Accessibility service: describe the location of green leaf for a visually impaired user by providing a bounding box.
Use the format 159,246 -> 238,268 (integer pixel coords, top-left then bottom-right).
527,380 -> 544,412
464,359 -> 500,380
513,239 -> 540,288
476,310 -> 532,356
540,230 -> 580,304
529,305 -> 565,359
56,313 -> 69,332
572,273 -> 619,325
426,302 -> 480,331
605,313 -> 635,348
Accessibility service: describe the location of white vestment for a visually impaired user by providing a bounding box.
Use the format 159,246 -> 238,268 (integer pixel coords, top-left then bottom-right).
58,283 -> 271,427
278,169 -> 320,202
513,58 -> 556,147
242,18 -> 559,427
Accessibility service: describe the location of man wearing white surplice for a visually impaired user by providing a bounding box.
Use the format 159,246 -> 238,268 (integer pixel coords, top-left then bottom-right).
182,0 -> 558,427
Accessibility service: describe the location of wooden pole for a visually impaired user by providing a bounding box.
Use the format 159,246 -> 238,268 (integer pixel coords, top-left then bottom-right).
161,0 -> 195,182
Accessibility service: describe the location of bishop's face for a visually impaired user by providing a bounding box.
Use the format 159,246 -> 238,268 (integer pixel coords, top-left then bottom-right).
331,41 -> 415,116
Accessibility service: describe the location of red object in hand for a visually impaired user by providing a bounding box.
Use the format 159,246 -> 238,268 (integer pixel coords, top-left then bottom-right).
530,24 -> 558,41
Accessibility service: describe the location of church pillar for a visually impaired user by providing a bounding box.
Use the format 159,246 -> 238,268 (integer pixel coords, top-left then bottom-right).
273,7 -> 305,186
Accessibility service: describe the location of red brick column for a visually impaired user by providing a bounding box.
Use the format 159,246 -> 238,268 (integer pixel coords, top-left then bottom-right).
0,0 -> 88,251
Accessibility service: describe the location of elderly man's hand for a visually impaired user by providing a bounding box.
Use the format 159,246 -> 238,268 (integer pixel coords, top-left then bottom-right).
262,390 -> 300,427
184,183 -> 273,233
:::
Directions: Could you reproduce every line from the one containing "Accessibility service: describe the location of wooden" through the one containing "331,41 -> 415,116", both ends included, offsetting each bounding-box coordinate by -12 and leaving all other text unchanged?

Response to this exercise:
Accessibility service: describe the location of wooden pole for a visually impaired user by providing a bounding box.
Use the format 159,246 -> 238,268 (integer pixel coords, top-left then bottom-right).
149,-12 -> 183,170
Accessibility service: describe the location of bishop's face for a visually impaired user by providing a bounding box.
Use the format 159,246 -> 238,268 (integer pixel coords, top-left then bottom-right).
319,29 -> 403,104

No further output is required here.